### [ACTIONS TO TAKE]
A. Retype the commit notice word for word, starting with "[llvm] e3ffe72 - [AMDGPU]" and going on through "cluster export instructions.".
B. Echo the lines of the records, starting with the line with "Check that every instance of the red pen" and going on through the line with "column 530, row 559", reproducing each one precisely.

### [PASSAGE]
[llvm] e3ffe72 - [AMDGPU] Cluster shader exports
Carl Ritson via llvm-commits
llvm-commits at lists.llvm.org
Thu May 7 03:06:51 PDT 2020
Author: Carl Ritson
Date: 2020-05-07T19:05:38+09:00
New Revision: e3ffe7269b6992a23a76b3148cb930c5b62ded88
URL: https://github.com/llvm/llvm-project/commit/e3ffe7269b6992a23a76b3148cb930c5b62ded88
DIFF: https://github.com/llvm/llvm-project/commit/e3ffe7269b6992a23a76b3148cb930c5b62ded88.diff
LOG: [AMDGPU] Cluster shader exports
Summary:
Add DAG scheduling mutation to cluster export instructions.
This avoids unnecessary waitcnts being added when computation
ends up interspersed with exports.
Reviewers: foad, arsenm, rampitec, nhaehnle
Reviewed By: foad
Subscribers: kzhuravl, jvesely, wdng, mgorny, yaxunl, dstuttard, tpr, t-tye, hiraditya, kerbowa, llvm-commits
Tags: #llvm
Differential Revision: https://reviews.llvm.org/D79481
Added:
llvm/lib/Target/AMDGPU/AMDGPUExportClustering.cpp
llvm/lib/Target/AMDGPU/AMDGPUExportClustering.h
Modified:
llvm/lib/Target/AMDGPU/AMDGPUTargetMachine.cpp
llvm/lib/Target/AMDGPU/CMakeLists.txt
llvm/test/CodeGen/AMDGPU/llvm.amdgcn.exp.ll
Removed:
################################################################################
diff --git a/llvm/lib/Target/AMDGPU/AMDGPUExportClustering.cpp b/llvm/lib/Target/AMDGPU/AMDGPUExportClustering.cpp
new file mode 100644
index 000000000000..42ff12ddda2b
--- /dev/null
+++ b/llvm/lib/Target/AMDGPU/AMDGPUExportClustering.cpp
@@ -0,0 +1,92 @@
+//===--- AMDGPUExportClusting.cpp - AMDGPU Export Clustering -------------===//
+//
+// Part of the LLVM Project, under the Apache License v2.0 with LLVM Exceptions.
+// See https://llvm.org/LICENSE.txt for license information.
+// SPDX-License-Identifier: Apache-2.0 WITH LLVM-exception
+//
+//===----------------------------------------------------------------------===//
+//
+/// \file This file contains a DAG scheduling mutation to cluster shader
+/// exports.

### [DATASET]
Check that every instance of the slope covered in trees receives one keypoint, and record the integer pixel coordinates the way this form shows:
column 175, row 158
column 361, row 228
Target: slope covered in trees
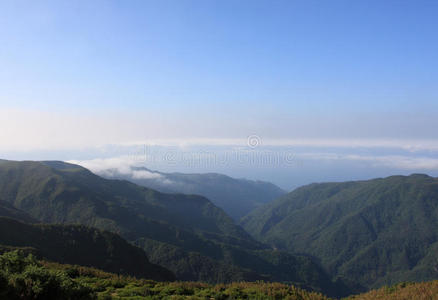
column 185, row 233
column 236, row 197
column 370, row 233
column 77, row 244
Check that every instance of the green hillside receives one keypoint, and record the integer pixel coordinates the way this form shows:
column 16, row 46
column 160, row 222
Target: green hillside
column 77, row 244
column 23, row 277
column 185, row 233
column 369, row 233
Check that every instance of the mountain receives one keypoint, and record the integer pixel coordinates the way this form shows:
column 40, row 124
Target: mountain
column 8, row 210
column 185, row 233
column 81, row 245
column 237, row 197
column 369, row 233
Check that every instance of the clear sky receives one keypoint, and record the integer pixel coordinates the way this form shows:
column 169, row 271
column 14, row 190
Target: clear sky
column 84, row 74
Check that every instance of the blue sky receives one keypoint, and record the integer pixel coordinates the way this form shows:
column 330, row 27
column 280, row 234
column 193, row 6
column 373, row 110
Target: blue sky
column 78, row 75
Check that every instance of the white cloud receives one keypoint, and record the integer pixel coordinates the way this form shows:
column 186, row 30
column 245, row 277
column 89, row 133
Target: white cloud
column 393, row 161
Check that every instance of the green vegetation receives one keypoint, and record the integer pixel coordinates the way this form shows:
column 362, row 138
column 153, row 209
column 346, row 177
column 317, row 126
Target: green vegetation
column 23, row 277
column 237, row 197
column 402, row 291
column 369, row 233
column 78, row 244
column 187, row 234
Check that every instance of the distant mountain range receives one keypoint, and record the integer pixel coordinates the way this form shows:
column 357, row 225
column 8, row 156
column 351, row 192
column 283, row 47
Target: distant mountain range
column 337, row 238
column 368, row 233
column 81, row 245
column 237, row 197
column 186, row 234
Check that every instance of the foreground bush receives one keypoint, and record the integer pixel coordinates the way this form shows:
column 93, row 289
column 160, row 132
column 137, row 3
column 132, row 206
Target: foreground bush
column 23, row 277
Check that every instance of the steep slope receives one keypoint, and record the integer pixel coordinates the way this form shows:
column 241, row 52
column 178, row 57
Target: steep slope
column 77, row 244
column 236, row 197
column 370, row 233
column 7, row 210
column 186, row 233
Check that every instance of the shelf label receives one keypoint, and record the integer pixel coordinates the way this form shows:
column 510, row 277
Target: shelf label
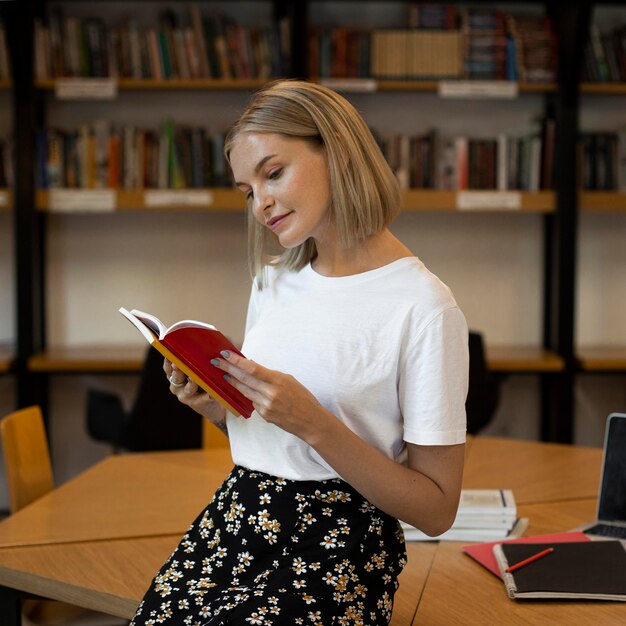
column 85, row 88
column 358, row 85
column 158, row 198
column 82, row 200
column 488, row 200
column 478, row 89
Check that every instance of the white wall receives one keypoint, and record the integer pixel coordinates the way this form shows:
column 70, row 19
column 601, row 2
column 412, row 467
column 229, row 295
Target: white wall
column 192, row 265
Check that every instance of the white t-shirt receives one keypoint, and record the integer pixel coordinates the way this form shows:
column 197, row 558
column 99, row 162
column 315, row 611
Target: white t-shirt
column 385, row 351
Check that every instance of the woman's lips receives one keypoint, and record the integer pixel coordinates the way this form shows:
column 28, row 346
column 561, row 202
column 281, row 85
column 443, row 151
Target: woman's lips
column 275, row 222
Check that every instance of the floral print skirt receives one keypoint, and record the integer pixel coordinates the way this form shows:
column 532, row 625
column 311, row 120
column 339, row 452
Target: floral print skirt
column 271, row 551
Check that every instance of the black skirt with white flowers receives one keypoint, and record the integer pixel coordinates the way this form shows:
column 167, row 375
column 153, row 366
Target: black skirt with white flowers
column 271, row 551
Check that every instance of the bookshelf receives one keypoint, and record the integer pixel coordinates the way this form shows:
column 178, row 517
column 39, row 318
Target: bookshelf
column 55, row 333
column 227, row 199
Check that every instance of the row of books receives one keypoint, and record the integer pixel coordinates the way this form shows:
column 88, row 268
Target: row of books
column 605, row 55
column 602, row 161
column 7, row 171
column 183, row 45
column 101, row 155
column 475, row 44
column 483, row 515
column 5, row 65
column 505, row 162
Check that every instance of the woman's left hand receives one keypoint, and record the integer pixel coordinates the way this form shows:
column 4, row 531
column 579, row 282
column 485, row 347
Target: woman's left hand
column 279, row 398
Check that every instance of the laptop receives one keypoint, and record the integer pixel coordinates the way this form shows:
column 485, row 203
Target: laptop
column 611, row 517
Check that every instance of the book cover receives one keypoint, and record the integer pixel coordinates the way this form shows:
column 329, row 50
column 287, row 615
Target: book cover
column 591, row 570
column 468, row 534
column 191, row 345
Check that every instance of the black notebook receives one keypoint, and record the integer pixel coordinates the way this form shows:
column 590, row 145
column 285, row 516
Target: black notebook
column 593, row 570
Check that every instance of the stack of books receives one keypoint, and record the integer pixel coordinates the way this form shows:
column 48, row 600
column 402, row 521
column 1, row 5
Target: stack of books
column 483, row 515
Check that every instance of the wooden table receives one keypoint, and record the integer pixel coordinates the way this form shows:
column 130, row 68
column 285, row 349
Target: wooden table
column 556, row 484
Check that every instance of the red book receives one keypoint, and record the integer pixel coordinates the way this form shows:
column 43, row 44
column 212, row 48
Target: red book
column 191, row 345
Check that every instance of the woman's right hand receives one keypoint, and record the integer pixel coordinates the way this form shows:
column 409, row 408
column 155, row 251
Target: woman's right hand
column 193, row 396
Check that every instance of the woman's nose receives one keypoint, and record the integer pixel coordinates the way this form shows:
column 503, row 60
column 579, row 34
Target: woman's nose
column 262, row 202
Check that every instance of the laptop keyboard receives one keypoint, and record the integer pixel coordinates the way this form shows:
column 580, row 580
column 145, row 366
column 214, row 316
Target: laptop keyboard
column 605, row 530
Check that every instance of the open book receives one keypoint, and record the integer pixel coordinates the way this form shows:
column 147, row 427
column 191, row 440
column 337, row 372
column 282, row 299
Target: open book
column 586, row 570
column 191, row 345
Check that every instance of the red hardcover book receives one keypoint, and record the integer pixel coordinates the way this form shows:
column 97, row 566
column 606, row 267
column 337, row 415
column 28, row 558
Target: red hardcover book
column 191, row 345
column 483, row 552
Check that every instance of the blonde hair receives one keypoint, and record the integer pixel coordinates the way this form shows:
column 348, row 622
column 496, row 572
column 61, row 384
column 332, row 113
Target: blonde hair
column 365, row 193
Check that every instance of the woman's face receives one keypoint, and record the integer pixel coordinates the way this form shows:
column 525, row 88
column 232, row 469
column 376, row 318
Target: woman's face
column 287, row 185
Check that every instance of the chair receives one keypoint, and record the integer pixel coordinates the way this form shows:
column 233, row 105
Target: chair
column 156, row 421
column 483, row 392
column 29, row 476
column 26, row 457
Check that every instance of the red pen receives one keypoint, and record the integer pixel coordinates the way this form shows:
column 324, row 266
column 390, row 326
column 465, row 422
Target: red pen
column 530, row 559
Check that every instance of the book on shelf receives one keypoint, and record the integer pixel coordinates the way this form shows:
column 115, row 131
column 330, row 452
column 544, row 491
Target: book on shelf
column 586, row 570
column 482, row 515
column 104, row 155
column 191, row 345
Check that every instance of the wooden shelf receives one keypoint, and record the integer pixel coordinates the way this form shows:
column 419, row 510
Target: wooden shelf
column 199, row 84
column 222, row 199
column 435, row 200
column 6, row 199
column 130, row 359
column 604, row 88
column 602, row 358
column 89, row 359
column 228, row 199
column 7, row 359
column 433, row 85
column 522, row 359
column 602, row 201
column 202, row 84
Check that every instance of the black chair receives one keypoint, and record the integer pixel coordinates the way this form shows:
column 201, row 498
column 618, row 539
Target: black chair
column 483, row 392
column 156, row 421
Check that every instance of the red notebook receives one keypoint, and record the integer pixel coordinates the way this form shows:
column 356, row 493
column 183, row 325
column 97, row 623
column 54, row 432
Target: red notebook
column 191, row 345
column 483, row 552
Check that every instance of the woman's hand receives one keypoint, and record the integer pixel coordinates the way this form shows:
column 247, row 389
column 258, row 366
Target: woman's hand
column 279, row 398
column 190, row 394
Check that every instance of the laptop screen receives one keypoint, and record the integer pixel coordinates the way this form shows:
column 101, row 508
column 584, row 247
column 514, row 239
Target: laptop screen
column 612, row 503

### [THE ANSWERS]
A.
[llvm] e3ffe72 - [AMDGPU] Cluster shader exports
Carl Ritson via llvm-commits
llvm-commits at lists.llvm.org
Thu May 7 03:06:51 PDT 2020
Author: Carl Ritson
Date: 2020-05-07T19:05:38+09:00
New Revision: e3ffe7269b6992a23a76b3148cb930c5b62ded88
URL: https://github.com/llvm/llvm-project/commit/e3ffe7269b6992a23a76b3148cb930c5b62ded88
DIFF: https://github.com/llvm/llvm-project/commit/e3ffe7269b6992a23a76b3148cb930c5b62ded88.diff
LOG: [AMDGPU] Cluster shader exports
Summary:
Add DAG scheduling mutation to cluster export instructions.

B.
Check that every instance of the red pen receives one keypoint, and record the integer pixel coordinates the way this form shows:
column 324, row 266
column 390, row 326
column 465, row 422
Target: red pen
column 530, row 559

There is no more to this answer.